• [Excerpted data]
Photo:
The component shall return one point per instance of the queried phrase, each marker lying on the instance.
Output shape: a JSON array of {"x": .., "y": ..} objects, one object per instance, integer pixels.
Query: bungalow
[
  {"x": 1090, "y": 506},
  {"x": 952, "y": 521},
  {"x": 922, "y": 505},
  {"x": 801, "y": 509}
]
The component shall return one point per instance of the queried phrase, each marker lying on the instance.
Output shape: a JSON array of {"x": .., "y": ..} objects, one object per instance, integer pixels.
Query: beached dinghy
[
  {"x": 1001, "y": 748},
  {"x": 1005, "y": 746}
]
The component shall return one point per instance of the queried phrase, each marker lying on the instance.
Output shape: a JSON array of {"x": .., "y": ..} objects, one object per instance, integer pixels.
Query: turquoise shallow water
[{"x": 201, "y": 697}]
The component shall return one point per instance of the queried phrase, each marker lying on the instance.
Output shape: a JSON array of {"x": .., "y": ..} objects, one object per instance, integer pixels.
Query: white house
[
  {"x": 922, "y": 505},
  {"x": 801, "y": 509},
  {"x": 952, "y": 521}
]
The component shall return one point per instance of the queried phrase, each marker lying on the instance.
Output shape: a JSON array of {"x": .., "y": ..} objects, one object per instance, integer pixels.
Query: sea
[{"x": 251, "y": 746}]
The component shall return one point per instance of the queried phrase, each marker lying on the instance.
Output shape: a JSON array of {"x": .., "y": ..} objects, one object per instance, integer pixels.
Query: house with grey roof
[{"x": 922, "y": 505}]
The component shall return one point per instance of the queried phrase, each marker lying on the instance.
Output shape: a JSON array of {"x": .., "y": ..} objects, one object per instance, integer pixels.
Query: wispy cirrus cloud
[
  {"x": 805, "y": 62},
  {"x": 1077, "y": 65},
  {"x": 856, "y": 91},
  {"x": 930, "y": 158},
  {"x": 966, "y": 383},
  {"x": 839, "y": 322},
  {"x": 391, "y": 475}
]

• [Required work] Taking the line that contains "Query: house with grey roof" as the first and the last line of the material as the final one, transcribe that span exactly and include nothing else.

• [Result below]
Query: house with grey roof
[{"x": 922, "y": 505}]
The component shall return one point per instance of the queried phrase, each marker lying on the instance.
Output shape: a JSON array of {"x": .., "y": ..} objects, one object per instance, integer pixels.
Query: wispy cirrus cloud
[
  {"x": 805, "y": 62},
  {"x": 1077, "y": 65},
  {"x": 856, "y": 91},
  {"x": 930, "y": 158},
  {"x": 966, "y": 383},
  {"x": 839, "y": 322},
  {"x": 391, "y": 475}
]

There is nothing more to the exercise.